>>>

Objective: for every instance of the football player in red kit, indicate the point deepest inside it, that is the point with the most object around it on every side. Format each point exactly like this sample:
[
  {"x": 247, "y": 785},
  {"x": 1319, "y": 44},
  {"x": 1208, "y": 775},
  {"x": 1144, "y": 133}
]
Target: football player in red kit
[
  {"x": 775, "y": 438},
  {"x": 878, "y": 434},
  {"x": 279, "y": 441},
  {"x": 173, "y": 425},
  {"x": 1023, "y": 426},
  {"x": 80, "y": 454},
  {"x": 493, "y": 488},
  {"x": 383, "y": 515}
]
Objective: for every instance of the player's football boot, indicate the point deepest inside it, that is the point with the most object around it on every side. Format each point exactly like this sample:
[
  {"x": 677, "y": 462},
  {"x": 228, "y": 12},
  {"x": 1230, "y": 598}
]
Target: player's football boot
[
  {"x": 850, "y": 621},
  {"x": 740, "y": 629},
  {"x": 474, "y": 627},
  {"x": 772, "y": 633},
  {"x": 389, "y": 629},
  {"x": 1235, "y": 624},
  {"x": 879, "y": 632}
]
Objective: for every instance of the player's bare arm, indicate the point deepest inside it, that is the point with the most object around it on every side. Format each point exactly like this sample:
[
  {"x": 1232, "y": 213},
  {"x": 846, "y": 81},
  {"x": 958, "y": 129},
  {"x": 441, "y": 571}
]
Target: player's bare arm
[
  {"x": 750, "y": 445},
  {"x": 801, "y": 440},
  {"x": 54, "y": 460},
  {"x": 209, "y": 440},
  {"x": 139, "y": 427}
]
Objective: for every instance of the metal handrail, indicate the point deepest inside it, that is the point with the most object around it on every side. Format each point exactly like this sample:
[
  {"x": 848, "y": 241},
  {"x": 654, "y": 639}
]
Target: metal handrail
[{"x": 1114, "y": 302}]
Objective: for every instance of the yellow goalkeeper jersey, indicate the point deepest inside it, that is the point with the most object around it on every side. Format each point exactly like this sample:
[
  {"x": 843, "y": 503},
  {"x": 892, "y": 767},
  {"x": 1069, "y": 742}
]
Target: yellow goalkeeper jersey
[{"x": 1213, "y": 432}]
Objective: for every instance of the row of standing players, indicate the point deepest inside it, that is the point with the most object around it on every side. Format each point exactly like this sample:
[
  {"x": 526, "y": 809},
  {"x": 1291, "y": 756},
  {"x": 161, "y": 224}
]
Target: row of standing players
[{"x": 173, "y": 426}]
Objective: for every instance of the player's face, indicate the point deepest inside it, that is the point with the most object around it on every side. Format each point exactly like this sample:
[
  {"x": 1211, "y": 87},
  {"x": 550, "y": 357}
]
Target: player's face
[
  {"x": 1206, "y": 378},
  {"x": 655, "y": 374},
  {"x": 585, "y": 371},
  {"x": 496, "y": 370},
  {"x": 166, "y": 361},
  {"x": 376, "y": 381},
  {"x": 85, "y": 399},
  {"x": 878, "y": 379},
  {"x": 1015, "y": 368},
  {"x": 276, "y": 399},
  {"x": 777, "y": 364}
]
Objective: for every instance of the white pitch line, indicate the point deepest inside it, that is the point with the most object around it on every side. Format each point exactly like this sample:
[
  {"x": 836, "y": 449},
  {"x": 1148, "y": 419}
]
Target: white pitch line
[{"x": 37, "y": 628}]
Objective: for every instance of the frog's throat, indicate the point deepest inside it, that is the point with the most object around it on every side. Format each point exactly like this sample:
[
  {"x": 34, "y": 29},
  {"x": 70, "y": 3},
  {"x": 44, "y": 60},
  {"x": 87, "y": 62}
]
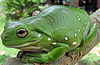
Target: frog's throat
[{"x": 25, "y": 44}]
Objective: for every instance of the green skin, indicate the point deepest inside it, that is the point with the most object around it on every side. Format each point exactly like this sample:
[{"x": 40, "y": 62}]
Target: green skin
[{"x": 56, "y": 30}]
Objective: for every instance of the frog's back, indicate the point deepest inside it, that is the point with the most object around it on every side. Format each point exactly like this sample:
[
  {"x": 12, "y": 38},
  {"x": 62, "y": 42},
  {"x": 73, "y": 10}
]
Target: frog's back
[{"x": 68, "y": 24}]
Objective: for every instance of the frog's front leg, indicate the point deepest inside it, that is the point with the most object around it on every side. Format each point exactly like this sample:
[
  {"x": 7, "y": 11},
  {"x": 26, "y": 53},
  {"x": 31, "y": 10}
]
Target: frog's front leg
[{"x": 59, "y": 50}]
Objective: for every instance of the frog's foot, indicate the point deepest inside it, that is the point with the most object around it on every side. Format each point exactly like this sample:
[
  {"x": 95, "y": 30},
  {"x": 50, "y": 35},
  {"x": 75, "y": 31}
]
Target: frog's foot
[
  {"x": 35, "y": 59},
  {"x": 74, "y": 51}
]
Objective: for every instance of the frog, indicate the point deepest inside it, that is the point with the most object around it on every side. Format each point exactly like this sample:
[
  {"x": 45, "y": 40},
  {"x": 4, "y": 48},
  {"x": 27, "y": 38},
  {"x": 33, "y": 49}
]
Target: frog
[{"x": 51, "y": 34}]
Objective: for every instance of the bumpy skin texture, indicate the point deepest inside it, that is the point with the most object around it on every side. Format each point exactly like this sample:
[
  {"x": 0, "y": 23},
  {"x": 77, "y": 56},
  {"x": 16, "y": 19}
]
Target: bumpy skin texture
[{"x": 50, "y": 34}]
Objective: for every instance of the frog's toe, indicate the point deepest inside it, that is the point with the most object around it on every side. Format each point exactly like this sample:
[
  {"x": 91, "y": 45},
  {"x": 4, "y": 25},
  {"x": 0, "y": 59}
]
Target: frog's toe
[{"x": 25, "y": 59}]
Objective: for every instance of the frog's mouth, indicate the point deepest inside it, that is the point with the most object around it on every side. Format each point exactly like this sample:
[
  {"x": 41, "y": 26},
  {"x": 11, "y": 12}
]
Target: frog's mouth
[{"x": 29, "y": 46}]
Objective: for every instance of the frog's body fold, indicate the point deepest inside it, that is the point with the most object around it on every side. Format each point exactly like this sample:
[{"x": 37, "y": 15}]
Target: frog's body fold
[{"x": 56, "y": 30}]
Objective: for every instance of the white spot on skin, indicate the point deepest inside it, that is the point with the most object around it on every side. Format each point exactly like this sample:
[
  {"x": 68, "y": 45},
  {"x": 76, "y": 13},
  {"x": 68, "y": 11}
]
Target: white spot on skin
[
  {"x": 78, "y": 18},
  {"x": 74, "y": 43},
  {"x": 39, "y": 35},
  {"x": 49, "y": 38},
  {"x": 54, "y": 43},
  {"x": 58, "y": 16},
  {"x": 66, "y": 38},
  {"x": 75, "y": 34},
  {"x": 79, "y": 30}
]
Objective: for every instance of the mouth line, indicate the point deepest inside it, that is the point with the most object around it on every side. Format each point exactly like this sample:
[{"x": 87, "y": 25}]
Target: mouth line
[{"x": 27, "y": 44}]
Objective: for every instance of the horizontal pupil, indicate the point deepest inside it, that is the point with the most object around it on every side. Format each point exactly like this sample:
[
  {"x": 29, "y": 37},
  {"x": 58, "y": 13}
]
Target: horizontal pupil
[{"x": 21, "y": 32}]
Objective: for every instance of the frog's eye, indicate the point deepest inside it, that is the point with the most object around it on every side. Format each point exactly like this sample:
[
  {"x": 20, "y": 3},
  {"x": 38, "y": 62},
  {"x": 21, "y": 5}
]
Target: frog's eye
[{"x": 21, "y": 33}]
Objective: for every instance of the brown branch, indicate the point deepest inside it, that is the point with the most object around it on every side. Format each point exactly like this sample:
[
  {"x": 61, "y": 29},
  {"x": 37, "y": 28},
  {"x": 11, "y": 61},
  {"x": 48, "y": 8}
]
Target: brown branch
[{"x": 67, "y": 60}]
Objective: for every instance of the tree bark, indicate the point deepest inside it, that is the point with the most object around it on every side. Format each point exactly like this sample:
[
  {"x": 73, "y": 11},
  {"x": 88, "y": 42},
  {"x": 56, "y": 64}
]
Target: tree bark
[{"x": 68, "y": 60}]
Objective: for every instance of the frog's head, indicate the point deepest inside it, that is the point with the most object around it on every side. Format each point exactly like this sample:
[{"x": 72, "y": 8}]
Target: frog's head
[{"x": 20, "y": 36}]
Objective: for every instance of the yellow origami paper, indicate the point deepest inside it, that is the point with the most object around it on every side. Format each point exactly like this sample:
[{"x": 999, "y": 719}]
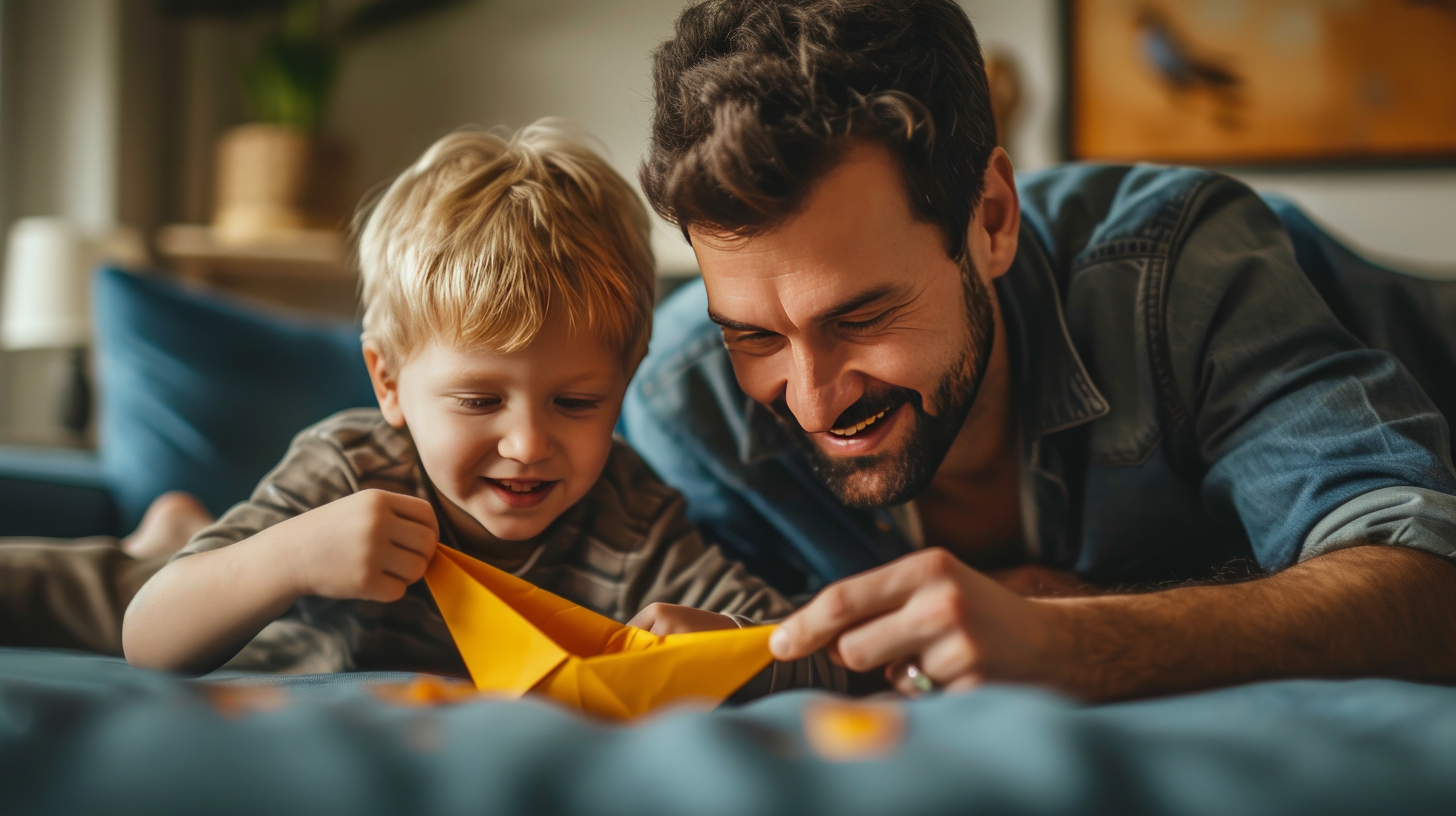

<<<

Please pull out every line of the data above that contains the word "texture", matching case exactly.

Objective: for every instance of the bumpy skin texture, indicate the point deepest inside it, that is the point with the most object around it on every side. Format each point exactly like this sample:
Target: bumpy skin texture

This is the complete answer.